THE DATA Start Marker
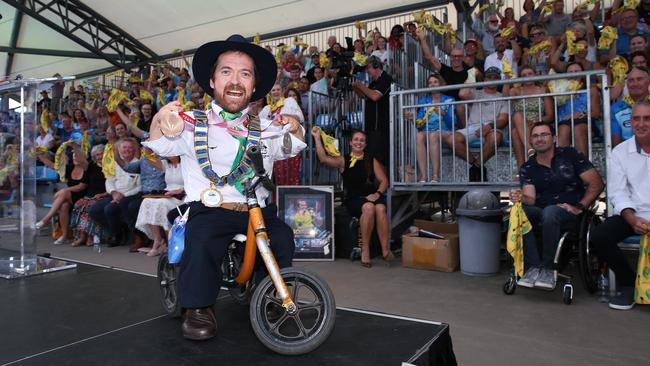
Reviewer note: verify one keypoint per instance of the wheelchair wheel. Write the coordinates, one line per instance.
(567, 294)
(230, 267)
(510, 286)
(589, 266)
(296, 334)
(167, 279)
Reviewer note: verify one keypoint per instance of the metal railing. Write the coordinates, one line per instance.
(454, 172)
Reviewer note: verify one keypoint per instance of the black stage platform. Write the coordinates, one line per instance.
(100, 316)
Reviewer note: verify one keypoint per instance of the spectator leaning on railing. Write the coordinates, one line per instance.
(638, 81)
(485, 121)
(627, 188)
(376, 114)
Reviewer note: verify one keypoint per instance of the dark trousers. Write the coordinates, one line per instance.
(605, 238)
(550, 223)
(207, 235)
(113, 215)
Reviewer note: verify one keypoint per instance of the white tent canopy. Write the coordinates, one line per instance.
(163, 26)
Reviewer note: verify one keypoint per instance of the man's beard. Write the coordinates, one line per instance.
(227, 103)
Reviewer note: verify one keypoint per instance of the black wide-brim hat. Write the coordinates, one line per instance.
(265, 66)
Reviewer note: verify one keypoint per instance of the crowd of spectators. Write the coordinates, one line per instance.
(118, 192)
(545, 40)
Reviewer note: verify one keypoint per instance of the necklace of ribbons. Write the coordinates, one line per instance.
(242, 166)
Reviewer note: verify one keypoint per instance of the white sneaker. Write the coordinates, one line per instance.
(61, 240)
(546, 279)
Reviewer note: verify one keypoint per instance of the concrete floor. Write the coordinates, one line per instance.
(487, 327)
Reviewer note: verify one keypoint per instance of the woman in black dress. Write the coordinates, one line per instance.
(365, 183)
(66, 197)
(83, 226)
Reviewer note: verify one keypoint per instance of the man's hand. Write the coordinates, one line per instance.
(570, 208)
(117, 197)
(515, 195)
(315, 132)
(294, 124)
(373, 197)
(168, 121)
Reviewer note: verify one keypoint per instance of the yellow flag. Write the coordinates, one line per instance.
(85, 142)
(539, 47)
(518, 227)
(607, 36)
(507, 68)
(207, 99)
(642, 285)
(619, 67)
(44, 120)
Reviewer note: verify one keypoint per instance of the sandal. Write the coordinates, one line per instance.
(389, 257)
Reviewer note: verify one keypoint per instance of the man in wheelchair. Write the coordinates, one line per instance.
(557, 185)
(628, 183)
(213, 146)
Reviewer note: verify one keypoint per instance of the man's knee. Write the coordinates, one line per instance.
(552, 214)
(368, 209)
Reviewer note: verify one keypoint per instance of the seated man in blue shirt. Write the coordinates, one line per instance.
(638, 81)
(628, 179)
(558, 184)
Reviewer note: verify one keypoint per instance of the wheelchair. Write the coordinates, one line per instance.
(574, 248)
(292, 310)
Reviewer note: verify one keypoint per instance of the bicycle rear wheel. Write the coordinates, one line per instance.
(299, 333)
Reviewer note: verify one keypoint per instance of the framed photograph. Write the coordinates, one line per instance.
(309, 211)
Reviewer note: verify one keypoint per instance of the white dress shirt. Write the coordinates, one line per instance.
(493, 60)
(628, 179)
(126, 183)
(222, 150)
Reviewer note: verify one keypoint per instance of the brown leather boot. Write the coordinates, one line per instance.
(199, 324)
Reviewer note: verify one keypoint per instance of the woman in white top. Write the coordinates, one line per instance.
(381, 50)
(285, 172)
(152, 217)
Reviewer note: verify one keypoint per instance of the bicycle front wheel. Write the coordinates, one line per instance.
(299, 333)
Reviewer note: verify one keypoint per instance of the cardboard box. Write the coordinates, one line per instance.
(432, 254)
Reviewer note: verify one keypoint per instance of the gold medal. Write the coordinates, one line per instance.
(211, 197)
(171, 124)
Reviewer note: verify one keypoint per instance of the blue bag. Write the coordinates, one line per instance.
(176, 240)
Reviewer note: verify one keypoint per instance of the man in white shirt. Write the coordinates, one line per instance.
(628, 187)
(122, 188)
(234, 72)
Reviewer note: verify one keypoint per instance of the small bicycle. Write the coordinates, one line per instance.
(292, 310)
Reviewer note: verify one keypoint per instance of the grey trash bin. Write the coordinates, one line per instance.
(479, 225)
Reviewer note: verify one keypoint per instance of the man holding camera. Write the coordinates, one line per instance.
(377, 111)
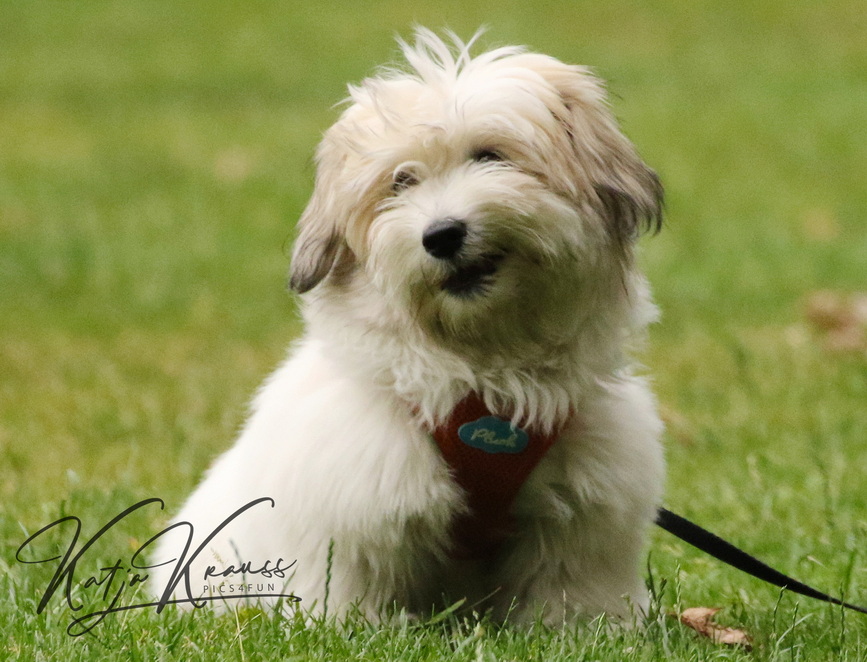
THE DATA End Marker
> **WORK TO BE COMPLETED**
Print the data again, word for word, without any pictures.

> **SOLUTION FOR THIS EXERCISE**
Reviewer note: verify one keypoint per instance of the wheelchair wheel. Write the coordinates, one line per instance.
(567, 294)
(230, 267)
(510, 286)
(589, 266)
(296, 334)
(167, 279)
Reviewer note: verify one keypoint per instance of the metal railing. Write the coordinates, one line per instance.
(454, 172)
Reviewer note: verify one keypoint per instance of the black stage platform. Write the coordinates, one line per instance.
(100, 316)
Reviewer note: verify one keypoint per instance of the spectator leaning on railing. Write the coordinates, one line per instance.
(638, 81)
(485, 121)
(627, 188)
(376, 114)
Reviewer note: verify one keypoint per instance of the dark trousers. Write the coordinates, one line per instance.
(605, 238)
(550, 223)
(207, 235)
(113, 215)
Reviewer note: verify one keypoint per instance of the white tent canopy. Write the coordinates, one line per instance.
(163, 26)
Reviewer note: verify one keypoint per instance of the man's beard. Write the coordinates, one line per instance.
(227, 103)
Reviewer note: verify one keypoint per instance of the black wide-brim hat. Write the coordinates, one line per instance.
(265, 66)
Reviewer note: verify one keypoint per instance of the crowd of spectators. Write the coordinates, one line per instance.
(118, 192)
(545, 40)
Reviewer note: verify one keypoint per instance of the necklace of ribbons. Write the coordinates, one line per instance.
(242, 166)
Reviewer note: verify one keypoint per instance of the white sneaker. Write the coordinates, one line per instance.
(61, 240)
(546, 279)
Reviewer note: verify one keypoint per instance of the concrete floor. Write the coordinates, one line per instance.
(487, 327)
Reviewer note: verify one keypoint per instance of the woman in black dress. Write the coordinates, one line per instance.
(365, 183)
(66, 197)
(83, 226)
Reviewer note: verify one keypoint per instance of the man's hand. Write the coordinates, one line per instance.
(570, 208)
(117, 197)
(515, 195)
(315, 132)
(294, 124)
(373, 197)
(168, 121)
Reviewer note: verify one keypoint per instance of the yellow flag. Write the coordinates, one line per instance.
(85, 142)
(539, 47)
(518, 227)
(607, 36)
(507, 68)
(207, 99)
(642, 285)
(619, 67)
(44, 120)
Reviewer note: verify one keypoint per instance of the sandal. Write the coordinates, one line per instance.
(389, 257)
Reviewer note: verify one keypoint per instance of the man in wheelchair. Write the coordinates, one line per instance.
(557, 185)
(628, 183)
(213, 146)
Reviewer note: verify one keypoint per instance of the man's knee. Write the coordinates, one line per instance.
(552, 214)
(368, 209)
Reviewer note: verify one keypoint per instance of the seated man in blue shirt. Write the coordinates, one line per instance.
(638, 81)
(628, 179)
(558, 184)
Reviewer note: verify one keypoint per instance of the wheelchair. Write the coordinates, one line per instance.
(574, 248)
(292, 310)
Reviewer note: verify one keypoint per instance of the bicycle rear wheel. Write the coordinates, one line per instance.
(299, 333)
Reviewer note: verify one keypoint per instance of the framed photograph. Write the coordinates, one line per instance.
(309, 211)
Reviewer note: verify one keypoint per instance of the white dress shirt. Write the coordinates, one line per instance.
(493, 60)
(628, 179)
(126, 183)
(222, 150)
Reviewer note: verify one keypoint per instance of the brown leather boot. Write the coordinates, one line per instance.
(199, 324)
Reviewer note: verify one keypoint per instance of the woman in white top. Write the coordinates, one line per instance.
(381, 50)
(285, 172)
(152, 217)
Reviewer note: verify one keypoint per instance of the bicycle front wheel. Write the coordinates, one line per instance.
(299, 333)
Reviewer note: verify one keypoint per instance of the cardboard box. Write the coordinates, one line per instance.
(432, 254)
Reviewer note: verify one keypoint per instance of the gold medal. Write the coordinates, one line per instance.
(211, 197)
(171, 124)
Reviewer note: verify one keypoint per instance of the blue bag. Write the coordinates, one line per instance.
(176, 240)
Reviewer note: verify one keypoint per instance of the man in white shirt. Write the coordinates, one line per instance.
(628, 187)
(122, 188)
(234, 72)
Reviewer note: verify one keypoint per instance of the small bicycle. Write the coordinates, one line per instance.
(292, 310)
Reviewer note: verify one keypoint per instance of the grey trash bin. Write the coordinates, one line per instance.
(479, 225)
Reviewer note: verify one keypoint per instance of the man holding camera. Write the coordinates, one line per instance.
(377, 111)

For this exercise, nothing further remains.